Record extracts:
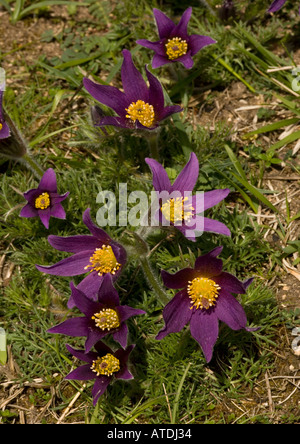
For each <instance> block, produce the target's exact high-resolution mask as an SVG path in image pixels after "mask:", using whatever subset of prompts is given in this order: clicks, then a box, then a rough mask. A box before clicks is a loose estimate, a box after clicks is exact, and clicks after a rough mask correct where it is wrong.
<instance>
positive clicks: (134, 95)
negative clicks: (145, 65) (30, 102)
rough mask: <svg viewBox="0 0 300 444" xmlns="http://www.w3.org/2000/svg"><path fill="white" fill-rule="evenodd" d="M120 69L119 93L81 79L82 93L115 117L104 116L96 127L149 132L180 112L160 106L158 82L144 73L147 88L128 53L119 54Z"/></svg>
mask: <svg viewBox="0 0 300 444" xmlns="http://www.w3.org/2000/svg"><path fill="white" fill-rule="evenodd" d="M122 54H123V57H124V60H123V64H122V68H121V78H122V84H123V89H124V92H123V91H120V90H119V89H118V88H115V87H114V86H110V85H99V84H97V83H95V82H93V81H92V80H90V79H87V78H84V79H83V84H84V87H85V89H86V90H87V91H88V92H89V93H90V94H91V96H93V97H94V99H96V100H97V101H98V102H100V103H102V104H103V105H105V106H108V107H109V108H111V109H112V110H113V111H115V113H116V114H117V116H104V117H102V118H100V119H99V122H98V124H97V125H96V126H105V125H113V126H117V127H121V128H131V129H135V128H138V129H147V130H153V129H155V128H157V127H158V125H159V123H160V122H161V121H162V120H164V119H166V118H167V117H169V116H170V115H171V114H174V113H178V112H180V111H182V108H181V107H180V106H178V105H174V106H164V94H163V89H162V86H161V84H160V82H159V81H158V79H157V78H156V77H155V76H154V75H153V74H151V72H149V71H148V69H147V66H146V74H147V78H148V81H149V87H148V86H147V83H146V82H145V80H144V78H143V76H142V74H141V73H140V72H139V71H138V70H137V68H136V67H135V66H134V64H133V61H132V57H131V53H130V51H128V50H126V49H124V50H123V51H122Z"/></svg>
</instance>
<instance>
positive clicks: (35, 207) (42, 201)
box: [34, 193, 50, 210]
mask: <svg viewBox="0 0 300 444" xmlns="http://www.w3.org/2000/svg"><path fill="white" fill-rule="evenodd" d="M34 206H35V208H37V209H38V210H46V209H47V208H48V207H50V196H49V194H48V193H42V194H41V195H40V196H39V197H37V198H36V199H35V202H34Z"/></svg>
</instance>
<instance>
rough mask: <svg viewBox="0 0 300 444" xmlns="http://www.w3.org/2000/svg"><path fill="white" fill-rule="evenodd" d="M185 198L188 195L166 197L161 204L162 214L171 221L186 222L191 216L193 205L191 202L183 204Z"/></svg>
mask: <svg viewBox="0 0 300 444" xmlns="http://www.w3.org/2000/svg"><path fill="white" fill-rule="evenodd" d="M187 200H188V197H184V198H183V197H176V198H175V199H174V198H171V199H168V200H167V202H165V203H164V204H163V205H162V206H161V212H162V214H163V215H164V217H165V218H166V219H167V220H169V221H170V222H172V223H176V222H181V223H182V222H188V221H189V220H190V219H191V218H192V216H193V210H194V207H192V204H188V205H185V204H184V202H186V201H187Z"/></svg>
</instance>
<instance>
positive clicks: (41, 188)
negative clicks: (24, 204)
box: [20, 168, 69, 228]
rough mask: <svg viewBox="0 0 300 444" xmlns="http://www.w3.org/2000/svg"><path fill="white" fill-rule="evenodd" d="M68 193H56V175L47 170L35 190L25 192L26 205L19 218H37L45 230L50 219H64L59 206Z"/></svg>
mask: <svg viewBox="0 0 300 444" xmlns="http://www.w3.org/2000/svg"><path fill="white" fill-rule="evenodd" d="M68 195H69V192H67V193H65V194H63V195H59V194H58V193H57V183H56V174H55V171H54V170H53V169H52V168H49V169H48V170H47V171H46V172H45V173H44V175H43V177H42V179H41V181H40V183H39V185H38V187H37V188H34V189H32V190H29V191H26V193H24V197H25V199H26V200H27V201H28V203H27V204H26V205H25V207H23V208H22V210H21V213H20V216H21V217H37V216H38V217H39V218H40V219H41V221H42V223H43V224H44V226H45V227H46V228H49V220H50V217H51V216H52V217H57V218H58V219H65V218H66V213H65V210H64V208H63V206H62V204H61V202H62V201H63V200H65V199H66V198H67V197H68Z"/></svg>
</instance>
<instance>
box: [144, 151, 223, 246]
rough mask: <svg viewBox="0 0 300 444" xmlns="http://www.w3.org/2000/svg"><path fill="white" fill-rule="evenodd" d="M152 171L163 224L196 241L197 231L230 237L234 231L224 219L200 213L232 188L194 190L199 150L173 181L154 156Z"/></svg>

Task brief: Output the listing from its start through the line containing "69L119 93L81 79L82", ends included, as a Markdown table with the columns Row and Text. Row holds the row number and Text holds the line. Leave out blank lines and pictures.

Your response:
| Row | Text |
|---|---|
| 1 | For each <instance> block, produce the target's exact high-resolution mask as an SVG path in image pixels after "mask:", using whatever subset of prompts is given in this order: clicks, then a box, then a rough mask. A box before clicks is a loose estimate, a box after clicks is exact, and clicks after a rough mask correct where it is wrong. |
| 2 | <instance> |
| 3 | positive clicks: (134, 95) |
| 4 | negative clicks: (145, 65) (30, 102) |
| 5 | rough mask: <svg viewBox="0 0 300 444" xmlns="http://www.w3.org/2000/svg"><path fill="white" fill-rule="evenodd" d="M120 69L119 93L81 79L82 93L115 117L104 116L96 127L149 132L180 112L160 106L158 82L144 73L147 88L128 53L119 54Z"/></svg> |